Task details - Exactly and only the lines from the one with "Practice. Locate the pink" through the end of the listing are to be transcribed, both ends included.

>> start Records shown

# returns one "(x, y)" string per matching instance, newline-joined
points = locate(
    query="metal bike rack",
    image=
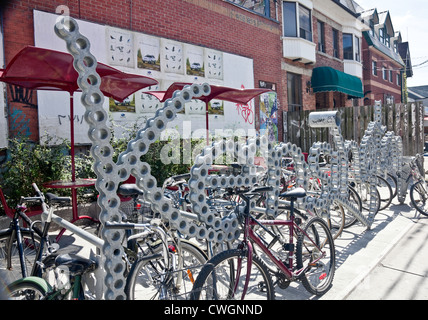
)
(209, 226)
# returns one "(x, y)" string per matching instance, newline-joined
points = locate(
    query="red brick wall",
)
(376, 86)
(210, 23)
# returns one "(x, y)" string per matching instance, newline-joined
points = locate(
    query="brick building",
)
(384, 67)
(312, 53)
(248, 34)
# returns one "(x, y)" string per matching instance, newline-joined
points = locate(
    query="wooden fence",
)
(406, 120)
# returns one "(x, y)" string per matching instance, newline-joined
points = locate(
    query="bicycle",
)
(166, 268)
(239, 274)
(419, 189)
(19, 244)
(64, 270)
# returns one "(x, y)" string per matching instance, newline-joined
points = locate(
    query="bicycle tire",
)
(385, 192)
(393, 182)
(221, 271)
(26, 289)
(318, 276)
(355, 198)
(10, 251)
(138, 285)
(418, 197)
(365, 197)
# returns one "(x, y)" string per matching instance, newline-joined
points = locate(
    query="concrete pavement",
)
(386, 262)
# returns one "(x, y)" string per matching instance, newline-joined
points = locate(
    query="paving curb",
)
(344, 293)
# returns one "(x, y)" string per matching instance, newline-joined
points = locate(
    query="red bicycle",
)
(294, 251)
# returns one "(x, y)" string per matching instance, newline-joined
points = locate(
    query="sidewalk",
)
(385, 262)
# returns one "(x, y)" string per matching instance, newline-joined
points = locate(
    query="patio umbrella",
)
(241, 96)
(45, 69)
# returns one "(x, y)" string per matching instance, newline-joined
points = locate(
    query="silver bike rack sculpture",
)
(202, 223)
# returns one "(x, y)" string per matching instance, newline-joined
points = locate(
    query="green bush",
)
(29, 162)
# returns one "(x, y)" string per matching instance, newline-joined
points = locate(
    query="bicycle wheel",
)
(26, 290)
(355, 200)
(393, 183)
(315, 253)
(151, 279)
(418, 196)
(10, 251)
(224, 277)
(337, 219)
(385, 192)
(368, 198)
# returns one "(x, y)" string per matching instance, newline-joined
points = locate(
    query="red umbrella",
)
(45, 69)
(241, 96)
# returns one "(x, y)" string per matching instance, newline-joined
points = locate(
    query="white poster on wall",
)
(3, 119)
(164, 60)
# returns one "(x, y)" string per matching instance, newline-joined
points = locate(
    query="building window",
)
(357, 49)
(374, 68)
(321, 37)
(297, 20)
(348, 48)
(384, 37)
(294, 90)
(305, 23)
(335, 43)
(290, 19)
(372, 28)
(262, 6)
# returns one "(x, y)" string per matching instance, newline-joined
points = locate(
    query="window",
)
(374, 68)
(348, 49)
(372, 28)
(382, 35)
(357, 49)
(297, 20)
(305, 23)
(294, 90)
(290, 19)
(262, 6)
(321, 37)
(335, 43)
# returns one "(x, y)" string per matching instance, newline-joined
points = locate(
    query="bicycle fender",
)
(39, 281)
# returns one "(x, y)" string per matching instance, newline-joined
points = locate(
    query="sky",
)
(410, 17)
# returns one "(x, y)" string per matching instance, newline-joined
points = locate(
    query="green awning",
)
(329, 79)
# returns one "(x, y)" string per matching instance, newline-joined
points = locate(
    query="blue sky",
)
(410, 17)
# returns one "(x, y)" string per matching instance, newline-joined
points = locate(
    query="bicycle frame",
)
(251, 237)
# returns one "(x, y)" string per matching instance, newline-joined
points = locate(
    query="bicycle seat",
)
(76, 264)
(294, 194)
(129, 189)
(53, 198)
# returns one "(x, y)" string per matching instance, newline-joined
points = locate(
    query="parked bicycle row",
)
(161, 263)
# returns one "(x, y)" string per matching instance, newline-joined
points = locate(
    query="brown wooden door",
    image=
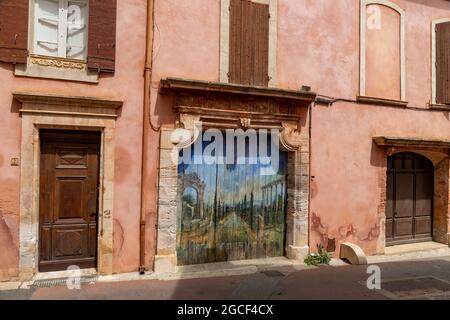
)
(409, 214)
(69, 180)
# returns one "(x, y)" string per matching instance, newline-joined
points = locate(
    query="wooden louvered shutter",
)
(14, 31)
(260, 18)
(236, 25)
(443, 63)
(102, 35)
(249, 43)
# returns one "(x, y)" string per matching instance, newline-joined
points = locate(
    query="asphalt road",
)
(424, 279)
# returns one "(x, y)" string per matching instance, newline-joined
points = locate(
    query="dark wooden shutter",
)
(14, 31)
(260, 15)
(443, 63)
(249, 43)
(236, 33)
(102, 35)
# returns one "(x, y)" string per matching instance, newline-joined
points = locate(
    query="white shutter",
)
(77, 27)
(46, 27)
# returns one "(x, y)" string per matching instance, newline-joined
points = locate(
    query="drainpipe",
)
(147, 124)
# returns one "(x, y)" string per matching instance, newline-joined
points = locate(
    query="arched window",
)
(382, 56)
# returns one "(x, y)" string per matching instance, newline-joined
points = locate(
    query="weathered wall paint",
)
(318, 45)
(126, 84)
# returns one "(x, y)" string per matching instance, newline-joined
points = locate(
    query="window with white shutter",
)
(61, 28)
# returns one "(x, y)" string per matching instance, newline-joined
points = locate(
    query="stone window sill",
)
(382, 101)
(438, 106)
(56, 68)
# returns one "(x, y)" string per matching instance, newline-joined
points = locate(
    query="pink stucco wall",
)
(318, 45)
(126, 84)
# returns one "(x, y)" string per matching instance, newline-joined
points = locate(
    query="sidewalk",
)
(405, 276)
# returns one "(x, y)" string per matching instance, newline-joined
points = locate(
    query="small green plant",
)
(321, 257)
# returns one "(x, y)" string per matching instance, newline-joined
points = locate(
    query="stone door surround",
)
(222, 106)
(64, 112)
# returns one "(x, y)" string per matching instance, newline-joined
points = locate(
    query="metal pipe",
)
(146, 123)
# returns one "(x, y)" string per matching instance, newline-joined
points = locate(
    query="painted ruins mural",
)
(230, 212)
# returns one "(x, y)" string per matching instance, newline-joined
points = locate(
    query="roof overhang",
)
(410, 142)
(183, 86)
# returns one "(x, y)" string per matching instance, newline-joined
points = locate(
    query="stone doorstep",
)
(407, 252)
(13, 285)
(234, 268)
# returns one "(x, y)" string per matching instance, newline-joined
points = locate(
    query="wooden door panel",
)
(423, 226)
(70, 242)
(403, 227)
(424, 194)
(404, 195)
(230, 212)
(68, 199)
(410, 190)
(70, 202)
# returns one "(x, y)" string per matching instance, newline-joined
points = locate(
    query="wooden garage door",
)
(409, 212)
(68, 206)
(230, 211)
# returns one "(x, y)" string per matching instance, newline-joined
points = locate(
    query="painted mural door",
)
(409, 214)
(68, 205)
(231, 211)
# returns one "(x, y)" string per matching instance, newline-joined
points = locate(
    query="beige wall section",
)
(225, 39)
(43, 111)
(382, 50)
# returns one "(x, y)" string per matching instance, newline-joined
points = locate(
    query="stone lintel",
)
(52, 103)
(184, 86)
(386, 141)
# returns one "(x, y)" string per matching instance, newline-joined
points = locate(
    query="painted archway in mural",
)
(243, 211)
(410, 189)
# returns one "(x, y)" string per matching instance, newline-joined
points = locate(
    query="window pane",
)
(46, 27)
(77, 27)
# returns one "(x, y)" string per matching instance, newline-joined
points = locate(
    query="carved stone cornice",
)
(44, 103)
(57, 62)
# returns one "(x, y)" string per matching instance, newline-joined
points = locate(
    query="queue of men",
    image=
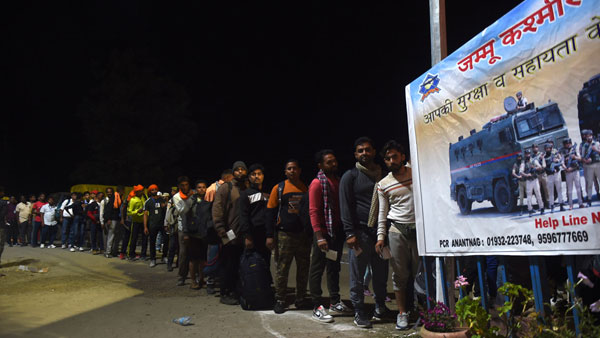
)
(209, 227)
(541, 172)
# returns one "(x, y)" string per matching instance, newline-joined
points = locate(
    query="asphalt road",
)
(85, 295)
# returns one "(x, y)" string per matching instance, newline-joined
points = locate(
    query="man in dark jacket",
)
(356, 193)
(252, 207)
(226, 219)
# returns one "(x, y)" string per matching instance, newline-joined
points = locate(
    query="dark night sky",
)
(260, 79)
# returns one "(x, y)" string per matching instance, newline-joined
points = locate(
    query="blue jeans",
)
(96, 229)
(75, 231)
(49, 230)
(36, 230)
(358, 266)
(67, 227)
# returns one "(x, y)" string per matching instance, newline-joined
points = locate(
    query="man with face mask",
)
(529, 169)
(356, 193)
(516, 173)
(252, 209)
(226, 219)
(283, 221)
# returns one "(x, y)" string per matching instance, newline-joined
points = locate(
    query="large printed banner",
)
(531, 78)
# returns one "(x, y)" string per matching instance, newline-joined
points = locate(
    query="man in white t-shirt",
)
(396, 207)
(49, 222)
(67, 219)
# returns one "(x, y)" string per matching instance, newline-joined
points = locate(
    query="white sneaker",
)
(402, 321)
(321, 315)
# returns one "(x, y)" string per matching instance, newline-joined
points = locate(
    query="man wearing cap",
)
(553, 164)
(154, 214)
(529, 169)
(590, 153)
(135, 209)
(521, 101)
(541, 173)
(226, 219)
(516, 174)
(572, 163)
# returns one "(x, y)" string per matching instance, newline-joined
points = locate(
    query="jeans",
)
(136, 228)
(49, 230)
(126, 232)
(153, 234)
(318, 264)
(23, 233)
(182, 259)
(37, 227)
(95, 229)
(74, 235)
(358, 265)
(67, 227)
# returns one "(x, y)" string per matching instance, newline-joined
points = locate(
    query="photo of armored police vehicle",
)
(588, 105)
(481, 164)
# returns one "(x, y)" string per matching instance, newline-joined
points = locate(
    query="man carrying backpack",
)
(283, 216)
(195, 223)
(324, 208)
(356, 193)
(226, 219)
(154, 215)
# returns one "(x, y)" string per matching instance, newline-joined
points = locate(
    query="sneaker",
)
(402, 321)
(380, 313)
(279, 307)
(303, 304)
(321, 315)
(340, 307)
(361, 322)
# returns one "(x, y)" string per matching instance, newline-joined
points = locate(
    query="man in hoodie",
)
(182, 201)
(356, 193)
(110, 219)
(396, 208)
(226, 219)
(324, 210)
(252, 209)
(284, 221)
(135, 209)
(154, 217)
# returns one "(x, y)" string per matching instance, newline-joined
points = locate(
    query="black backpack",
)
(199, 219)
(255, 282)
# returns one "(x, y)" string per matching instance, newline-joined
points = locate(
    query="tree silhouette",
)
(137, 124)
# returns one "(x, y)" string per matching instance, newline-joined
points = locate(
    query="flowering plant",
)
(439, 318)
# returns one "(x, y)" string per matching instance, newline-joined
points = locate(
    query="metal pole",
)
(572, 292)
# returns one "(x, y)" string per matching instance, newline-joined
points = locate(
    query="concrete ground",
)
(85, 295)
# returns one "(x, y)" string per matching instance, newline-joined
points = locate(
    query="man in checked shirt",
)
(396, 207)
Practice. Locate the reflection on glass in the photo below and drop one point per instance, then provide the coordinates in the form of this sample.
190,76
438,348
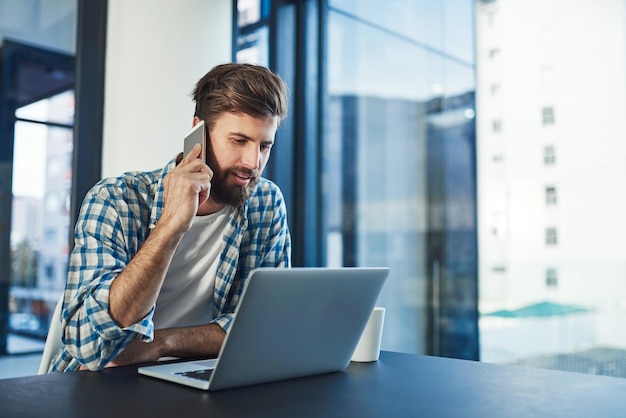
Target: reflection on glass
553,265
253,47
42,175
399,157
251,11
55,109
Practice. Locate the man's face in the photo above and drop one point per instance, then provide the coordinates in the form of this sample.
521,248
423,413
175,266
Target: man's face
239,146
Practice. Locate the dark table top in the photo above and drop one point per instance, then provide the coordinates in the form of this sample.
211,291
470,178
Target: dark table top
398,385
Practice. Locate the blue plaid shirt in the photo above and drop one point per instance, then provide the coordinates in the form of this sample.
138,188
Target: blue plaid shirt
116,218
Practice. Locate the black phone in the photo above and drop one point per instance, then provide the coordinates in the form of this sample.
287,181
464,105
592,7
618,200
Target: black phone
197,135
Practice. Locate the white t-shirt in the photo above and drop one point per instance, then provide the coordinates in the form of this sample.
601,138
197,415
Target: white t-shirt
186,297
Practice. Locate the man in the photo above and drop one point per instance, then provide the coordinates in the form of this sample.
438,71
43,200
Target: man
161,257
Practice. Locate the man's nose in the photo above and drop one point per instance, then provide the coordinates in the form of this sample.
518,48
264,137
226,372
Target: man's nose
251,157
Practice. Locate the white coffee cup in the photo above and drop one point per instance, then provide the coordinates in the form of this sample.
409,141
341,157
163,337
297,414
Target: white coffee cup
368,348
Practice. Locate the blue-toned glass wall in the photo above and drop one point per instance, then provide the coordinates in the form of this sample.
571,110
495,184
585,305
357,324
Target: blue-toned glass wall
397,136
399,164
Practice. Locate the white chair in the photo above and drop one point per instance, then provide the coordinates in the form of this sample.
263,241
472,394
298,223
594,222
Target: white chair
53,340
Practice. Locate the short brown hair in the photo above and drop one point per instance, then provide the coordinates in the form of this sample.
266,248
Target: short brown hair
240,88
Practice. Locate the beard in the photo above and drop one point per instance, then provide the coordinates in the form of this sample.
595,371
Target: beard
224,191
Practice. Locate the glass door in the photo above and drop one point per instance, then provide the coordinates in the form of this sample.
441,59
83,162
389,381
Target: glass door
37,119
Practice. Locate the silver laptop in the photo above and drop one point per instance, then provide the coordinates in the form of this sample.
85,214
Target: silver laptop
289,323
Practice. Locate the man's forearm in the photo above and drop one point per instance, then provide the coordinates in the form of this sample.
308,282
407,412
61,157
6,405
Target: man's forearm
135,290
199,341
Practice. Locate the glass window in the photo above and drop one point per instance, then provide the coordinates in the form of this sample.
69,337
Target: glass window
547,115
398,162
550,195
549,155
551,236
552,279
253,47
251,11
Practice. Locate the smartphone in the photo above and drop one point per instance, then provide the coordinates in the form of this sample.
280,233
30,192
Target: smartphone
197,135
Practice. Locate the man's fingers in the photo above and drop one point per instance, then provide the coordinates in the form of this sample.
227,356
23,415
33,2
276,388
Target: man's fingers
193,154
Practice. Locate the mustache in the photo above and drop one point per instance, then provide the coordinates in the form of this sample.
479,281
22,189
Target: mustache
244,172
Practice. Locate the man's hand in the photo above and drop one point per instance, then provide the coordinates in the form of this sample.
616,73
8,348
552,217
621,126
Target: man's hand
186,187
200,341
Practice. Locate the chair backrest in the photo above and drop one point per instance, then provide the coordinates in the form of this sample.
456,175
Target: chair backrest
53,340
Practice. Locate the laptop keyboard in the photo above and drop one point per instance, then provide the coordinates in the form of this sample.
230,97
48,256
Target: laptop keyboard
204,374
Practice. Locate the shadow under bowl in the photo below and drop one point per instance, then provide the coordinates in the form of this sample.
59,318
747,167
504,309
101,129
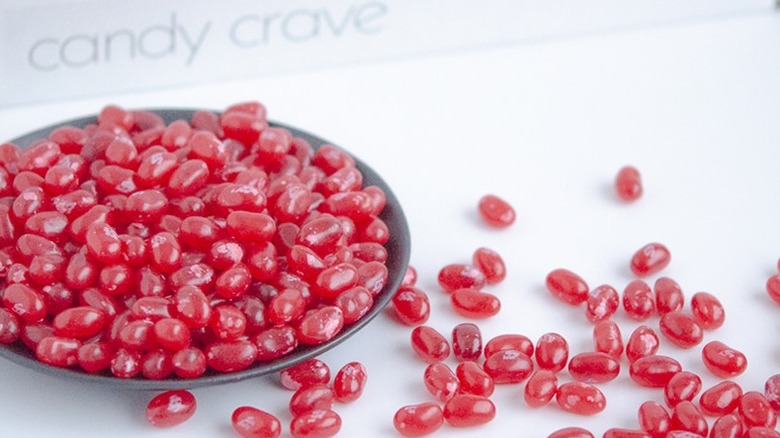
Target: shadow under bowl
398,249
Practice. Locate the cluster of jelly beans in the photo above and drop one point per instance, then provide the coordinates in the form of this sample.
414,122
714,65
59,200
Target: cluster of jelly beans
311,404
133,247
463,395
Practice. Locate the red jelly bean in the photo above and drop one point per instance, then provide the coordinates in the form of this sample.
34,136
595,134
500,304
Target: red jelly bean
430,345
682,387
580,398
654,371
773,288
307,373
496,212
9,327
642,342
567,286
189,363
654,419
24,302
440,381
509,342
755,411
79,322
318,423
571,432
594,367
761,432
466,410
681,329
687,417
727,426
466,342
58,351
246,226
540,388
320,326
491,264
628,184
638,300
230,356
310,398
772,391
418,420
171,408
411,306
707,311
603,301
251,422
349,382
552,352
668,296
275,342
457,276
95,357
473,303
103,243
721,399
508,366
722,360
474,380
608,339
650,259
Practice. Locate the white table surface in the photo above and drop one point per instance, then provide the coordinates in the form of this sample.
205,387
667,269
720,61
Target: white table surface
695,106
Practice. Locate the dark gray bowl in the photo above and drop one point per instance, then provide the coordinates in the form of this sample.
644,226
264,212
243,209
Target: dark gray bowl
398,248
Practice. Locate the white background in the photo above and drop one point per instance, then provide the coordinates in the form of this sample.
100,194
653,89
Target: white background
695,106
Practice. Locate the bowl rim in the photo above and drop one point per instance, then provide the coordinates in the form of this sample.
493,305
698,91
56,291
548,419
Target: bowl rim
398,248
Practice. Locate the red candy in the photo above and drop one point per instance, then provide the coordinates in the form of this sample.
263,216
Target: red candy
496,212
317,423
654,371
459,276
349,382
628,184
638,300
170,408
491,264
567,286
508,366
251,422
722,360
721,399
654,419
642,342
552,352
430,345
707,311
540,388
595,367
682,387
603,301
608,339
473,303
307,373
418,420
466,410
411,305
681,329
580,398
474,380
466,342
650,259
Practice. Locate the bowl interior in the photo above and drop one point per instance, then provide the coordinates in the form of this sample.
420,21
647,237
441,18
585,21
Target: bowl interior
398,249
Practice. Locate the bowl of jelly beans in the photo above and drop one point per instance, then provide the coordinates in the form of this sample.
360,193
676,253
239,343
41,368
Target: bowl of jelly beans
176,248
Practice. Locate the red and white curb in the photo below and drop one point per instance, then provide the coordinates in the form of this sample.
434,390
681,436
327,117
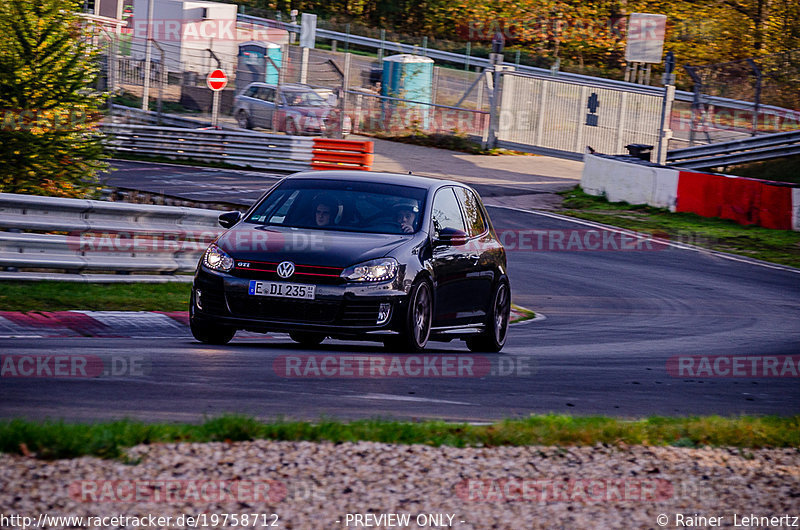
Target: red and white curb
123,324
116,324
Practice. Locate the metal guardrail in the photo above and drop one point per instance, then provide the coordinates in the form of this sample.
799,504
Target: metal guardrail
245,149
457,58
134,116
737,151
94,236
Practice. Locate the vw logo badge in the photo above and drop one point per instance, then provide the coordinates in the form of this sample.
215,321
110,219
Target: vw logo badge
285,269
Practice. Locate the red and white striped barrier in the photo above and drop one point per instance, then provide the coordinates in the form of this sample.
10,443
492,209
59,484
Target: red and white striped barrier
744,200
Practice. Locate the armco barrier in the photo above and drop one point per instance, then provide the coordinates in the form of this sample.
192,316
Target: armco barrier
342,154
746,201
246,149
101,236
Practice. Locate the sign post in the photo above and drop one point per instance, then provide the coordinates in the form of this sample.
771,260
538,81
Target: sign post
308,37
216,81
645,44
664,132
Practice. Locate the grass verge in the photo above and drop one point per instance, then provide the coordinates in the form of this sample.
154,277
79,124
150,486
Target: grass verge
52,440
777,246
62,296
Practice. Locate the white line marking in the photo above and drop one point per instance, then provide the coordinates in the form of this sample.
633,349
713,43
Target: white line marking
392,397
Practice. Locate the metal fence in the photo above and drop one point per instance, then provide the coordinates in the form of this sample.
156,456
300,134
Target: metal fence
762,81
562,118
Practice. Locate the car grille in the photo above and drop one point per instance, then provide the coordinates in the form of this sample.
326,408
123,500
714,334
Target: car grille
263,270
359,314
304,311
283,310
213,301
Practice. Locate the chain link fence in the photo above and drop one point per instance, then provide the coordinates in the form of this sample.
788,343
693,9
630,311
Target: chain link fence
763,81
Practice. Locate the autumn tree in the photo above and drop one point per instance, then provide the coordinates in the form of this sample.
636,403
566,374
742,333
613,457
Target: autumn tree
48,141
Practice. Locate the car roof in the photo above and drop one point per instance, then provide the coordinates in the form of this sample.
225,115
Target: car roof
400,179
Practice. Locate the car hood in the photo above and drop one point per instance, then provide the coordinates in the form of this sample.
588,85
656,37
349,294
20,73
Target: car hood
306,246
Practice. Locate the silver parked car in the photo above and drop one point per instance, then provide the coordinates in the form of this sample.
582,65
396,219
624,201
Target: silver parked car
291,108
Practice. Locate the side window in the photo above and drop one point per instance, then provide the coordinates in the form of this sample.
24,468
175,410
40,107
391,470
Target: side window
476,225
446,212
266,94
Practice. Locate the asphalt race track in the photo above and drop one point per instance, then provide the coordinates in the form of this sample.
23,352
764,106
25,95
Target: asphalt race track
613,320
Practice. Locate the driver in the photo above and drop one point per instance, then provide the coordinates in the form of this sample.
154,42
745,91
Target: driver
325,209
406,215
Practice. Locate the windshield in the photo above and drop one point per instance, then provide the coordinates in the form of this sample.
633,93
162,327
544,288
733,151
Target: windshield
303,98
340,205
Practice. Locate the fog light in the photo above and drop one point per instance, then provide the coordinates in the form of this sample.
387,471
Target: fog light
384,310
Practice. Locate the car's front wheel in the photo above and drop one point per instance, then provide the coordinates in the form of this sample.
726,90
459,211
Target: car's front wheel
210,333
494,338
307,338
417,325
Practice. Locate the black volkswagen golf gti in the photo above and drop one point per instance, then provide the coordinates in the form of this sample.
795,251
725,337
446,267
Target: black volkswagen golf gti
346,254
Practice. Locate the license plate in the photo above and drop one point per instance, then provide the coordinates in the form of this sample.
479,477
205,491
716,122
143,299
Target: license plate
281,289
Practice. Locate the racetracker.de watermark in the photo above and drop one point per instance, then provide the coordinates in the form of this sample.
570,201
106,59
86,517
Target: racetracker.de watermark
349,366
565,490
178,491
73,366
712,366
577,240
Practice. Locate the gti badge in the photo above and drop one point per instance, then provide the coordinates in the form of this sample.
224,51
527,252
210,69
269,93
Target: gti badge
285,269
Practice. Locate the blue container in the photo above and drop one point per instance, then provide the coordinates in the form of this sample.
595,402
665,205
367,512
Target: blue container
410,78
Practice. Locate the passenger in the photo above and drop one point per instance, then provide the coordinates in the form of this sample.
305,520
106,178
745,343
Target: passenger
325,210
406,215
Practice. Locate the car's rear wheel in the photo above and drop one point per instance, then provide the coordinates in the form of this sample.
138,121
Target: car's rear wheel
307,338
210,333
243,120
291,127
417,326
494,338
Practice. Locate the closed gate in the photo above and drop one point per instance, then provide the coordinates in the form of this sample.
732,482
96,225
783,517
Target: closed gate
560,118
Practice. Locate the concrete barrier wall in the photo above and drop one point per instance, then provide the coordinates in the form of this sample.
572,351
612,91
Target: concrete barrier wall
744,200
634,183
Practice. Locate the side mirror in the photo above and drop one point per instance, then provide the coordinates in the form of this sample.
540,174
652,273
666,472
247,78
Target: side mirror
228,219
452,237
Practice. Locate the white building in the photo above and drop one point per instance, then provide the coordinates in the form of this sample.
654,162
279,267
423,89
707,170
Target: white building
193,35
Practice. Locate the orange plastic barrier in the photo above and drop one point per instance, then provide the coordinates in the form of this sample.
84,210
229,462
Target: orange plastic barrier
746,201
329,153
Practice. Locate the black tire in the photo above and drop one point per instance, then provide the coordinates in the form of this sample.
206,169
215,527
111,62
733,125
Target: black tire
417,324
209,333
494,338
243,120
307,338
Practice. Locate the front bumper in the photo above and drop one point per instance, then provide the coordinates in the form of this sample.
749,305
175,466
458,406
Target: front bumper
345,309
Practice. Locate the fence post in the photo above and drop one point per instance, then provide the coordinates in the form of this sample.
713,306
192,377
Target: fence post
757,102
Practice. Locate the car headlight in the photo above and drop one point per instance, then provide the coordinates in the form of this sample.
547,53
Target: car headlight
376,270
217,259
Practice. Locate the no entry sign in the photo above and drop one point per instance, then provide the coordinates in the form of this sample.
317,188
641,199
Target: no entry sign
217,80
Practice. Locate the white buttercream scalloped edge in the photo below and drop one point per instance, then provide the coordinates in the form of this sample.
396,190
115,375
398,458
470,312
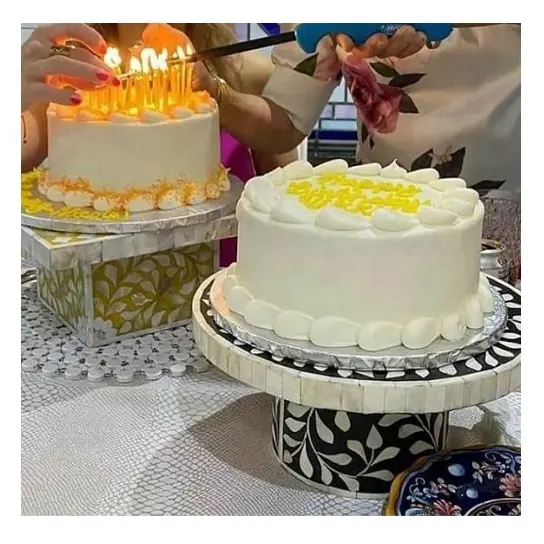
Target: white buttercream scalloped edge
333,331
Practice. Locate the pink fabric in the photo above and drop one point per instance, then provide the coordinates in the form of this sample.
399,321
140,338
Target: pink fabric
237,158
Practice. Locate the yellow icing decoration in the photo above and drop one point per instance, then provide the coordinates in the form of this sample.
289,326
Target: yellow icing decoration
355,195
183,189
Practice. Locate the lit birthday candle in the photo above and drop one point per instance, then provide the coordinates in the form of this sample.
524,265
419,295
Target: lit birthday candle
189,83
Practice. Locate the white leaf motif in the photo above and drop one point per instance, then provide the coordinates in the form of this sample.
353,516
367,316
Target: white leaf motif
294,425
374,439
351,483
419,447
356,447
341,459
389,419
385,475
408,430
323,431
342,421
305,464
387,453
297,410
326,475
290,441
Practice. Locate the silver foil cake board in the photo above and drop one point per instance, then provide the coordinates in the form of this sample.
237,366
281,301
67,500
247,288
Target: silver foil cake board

>> end Records shown

Expected answer -
Practice. Locate the pink fabric in the photo above and drop one point per instance, then provide the coordinates in the form of this sample.
399,321
140,338
Target: pink fabric
237,158
Practice. Locate the yellow icing decoration in the photo above and drop one point per instance, then provide the coordinates in the form of this sample.
289,326
Target: yellow icing decoration
355,195
183,189
Practice. Locate the lit birthday candle in the photo above and drop one point per instance, then provide the coordinates in the form of this sample.
524,265
419,295
Target: lit birthday candle
189,83
Practice. Locate the white leaf motif in the photo above and drop one point per instance, then provide the coordinates in the form of this sample.
353,516
367,316
Target: white leaf motif
294,425
374,439
351,483
419,447
356,447
341,459
389,419
385,475
408,430
323,431
342,421
305,464
387,453
297,410
326,475
290,441
Practice. Locate the silver foil cake board in the photo above and drop one point per instance, then provide the coordinates in the form of this sample.
237,366
281,301
67,500
247,288
Target: silver foil cake board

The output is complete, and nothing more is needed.